Source records
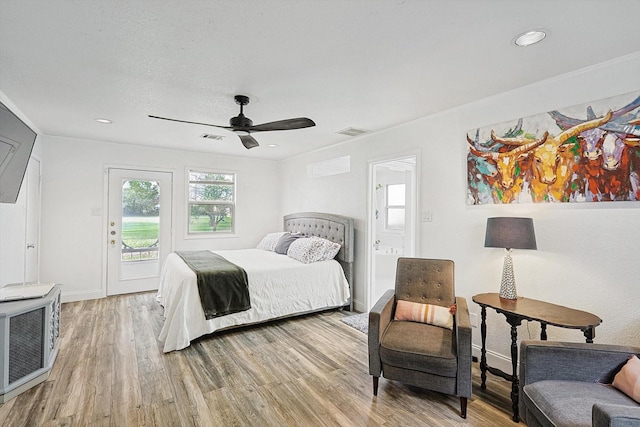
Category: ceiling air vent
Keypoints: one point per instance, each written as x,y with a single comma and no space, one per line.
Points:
212,136
351,132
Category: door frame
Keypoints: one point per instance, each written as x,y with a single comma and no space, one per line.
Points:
105,214
369,274
33,217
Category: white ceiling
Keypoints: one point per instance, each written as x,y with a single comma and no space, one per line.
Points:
368,64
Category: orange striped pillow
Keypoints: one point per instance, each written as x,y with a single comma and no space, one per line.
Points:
425,313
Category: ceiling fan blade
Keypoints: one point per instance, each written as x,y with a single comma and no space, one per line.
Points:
248,141
193,123
288,124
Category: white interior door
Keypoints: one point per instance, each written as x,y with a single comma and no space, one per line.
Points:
392,221
32,232
139,229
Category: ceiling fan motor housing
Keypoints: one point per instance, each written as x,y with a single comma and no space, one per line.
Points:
240,121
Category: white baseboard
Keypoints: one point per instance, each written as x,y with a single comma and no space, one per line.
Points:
81,295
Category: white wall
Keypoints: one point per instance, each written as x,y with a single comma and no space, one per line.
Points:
587,255
73,187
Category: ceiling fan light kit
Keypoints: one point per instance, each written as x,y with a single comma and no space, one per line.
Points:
243,126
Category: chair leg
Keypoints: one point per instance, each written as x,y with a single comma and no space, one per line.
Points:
463,407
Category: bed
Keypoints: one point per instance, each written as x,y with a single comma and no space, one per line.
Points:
279,286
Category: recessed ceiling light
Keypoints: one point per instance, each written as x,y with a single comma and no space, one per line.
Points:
529,38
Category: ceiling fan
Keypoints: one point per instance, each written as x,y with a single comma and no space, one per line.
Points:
243,126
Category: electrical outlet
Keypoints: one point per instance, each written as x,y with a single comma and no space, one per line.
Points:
473,317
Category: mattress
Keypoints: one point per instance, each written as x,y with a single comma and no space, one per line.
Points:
279,286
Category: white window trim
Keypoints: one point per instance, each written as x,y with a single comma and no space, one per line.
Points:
210,235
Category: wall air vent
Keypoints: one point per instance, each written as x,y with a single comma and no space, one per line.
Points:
351,132
212,136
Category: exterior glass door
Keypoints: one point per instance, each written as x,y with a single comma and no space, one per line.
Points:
139,229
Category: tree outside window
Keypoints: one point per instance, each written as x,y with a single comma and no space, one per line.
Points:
211,202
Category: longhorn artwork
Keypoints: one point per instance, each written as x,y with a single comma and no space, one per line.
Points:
585,153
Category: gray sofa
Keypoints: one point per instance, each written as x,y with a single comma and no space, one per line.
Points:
566,384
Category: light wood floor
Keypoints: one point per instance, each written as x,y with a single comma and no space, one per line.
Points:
307,371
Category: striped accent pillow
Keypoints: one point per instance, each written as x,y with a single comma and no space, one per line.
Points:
425,313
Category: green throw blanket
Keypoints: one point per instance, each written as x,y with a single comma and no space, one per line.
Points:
223,286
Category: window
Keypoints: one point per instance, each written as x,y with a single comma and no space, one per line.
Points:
212,197
395,206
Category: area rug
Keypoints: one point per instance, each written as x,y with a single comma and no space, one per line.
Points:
359,321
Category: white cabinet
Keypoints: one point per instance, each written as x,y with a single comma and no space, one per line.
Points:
29,341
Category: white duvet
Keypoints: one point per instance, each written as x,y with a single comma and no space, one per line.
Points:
278,286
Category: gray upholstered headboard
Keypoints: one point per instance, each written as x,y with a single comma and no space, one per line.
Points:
336,228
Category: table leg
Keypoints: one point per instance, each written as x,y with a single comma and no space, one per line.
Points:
514,321
483,353
589,333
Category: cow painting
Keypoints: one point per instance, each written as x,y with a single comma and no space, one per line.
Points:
559,157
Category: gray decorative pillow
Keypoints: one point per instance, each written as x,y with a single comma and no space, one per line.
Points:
285,241
313,249
268,242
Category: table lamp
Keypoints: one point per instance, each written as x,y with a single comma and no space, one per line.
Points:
509,233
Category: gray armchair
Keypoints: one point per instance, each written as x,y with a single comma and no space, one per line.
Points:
563,384
421,354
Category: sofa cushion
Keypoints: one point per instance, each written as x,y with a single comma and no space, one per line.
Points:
420,347
568,403
628,379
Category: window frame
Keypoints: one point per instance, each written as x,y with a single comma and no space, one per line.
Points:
232,232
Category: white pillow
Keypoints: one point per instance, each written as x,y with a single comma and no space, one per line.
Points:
313,249
268,242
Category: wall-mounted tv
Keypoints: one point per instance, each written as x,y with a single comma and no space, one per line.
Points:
16,144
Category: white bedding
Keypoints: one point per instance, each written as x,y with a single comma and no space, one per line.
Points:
278,286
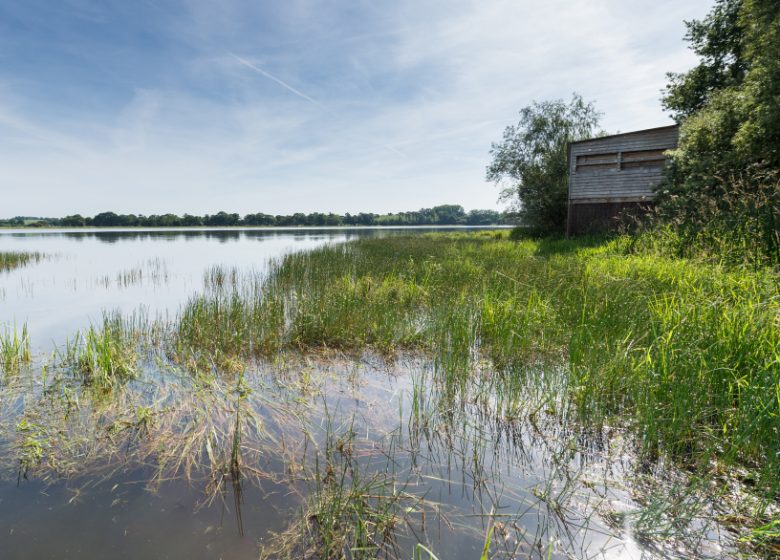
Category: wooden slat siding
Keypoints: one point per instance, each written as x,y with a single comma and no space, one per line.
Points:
629,182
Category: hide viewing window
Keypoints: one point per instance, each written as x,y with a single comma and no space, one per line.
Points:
648,159
596,162
643,158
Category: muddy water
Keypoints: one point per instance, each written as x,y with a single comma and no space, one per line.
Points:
169,466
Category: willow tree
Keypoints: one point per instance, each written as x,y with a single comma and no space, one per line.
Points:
531,160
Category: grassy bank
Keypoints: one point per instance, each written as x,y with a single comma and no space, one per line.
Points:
686,354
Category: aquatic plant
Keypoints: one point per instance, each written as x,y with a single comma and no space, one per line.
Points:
684,352
14,259
14,349
104,356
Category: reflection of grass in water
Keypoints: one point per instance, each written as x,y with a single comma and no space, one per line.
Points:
14,349
14,259
686,353
103,356
678,352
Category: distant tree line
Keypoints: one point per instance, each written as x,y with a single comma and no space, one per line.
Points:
447,214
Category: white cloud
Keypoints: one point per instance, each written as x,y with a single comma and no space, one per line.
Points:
395,114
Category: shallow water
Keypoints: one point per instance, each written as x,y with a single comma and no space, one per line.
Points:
147,470
142,271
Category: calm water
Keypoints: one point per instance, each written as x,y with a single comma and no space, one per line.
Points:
133,271
142,472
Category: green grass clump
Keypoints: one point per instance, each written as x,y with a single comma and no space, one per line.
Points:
103,357
14,259
686,353
14,349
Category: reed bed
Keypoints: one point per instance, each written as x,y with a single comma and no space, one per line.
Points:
15,259
685,353
558,359
14,349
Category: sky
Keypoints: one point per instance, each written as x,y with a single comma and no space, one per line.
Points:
153,106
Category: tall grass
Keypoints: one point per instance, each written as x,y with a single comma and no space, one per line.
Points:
686,353
14,259
14,349
103,356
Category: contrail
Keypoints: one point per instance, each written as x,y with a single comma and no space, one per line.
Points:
285,85
302,95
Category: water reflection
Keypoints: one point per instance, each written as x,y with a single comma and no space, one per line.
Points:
88,272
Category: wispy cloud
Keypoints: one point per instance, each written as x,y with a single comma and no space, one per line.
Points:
273,78
138,111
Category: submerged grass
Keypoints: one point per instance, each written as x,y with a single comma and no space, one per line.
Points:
103,356
686,353
14,259
14,349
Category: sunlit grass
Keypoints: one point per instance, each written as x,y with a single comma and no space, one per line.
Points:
14,349
14,259
685,353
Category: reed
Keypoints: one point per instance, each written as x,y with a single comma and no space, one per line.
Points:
684,352
103,356
15,259
14,349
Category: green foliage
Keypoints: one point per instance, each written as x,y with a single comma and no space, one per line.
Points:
729,107
444,214
14,259
532,159
685,352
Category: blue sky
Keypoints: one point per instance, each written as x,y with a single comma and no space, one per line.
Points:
152,106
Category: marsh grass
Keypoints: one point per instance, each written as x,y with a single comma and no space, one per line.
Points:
15,259
103,356
685,353
534,348
14,349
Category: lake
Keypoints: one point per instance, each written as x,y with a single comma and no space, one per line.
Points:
256,459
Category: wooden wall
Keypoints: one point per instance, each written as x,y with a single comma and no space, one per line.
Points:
615,170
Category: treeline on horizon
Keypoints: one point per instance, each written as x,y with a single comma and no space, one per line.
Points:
446,214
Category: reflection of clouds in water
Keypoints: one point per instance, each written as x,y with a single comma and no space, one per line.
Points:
98,270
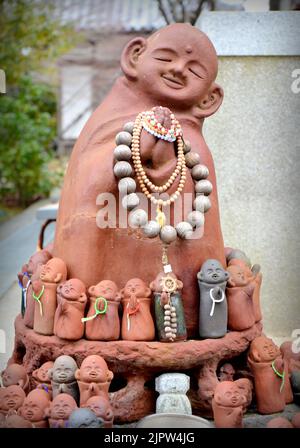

Directions for this task
Search the preceding listing for "ceiling", then copy every line that holds it.

Solution for this task
Category: ceiling air vent
Category: white ceiling
Category: ceiling fan blade
Category: ceiling fan motor housing
Category: ceiling fan light kit
Category: recessed ceiling light
Category: ceiling fan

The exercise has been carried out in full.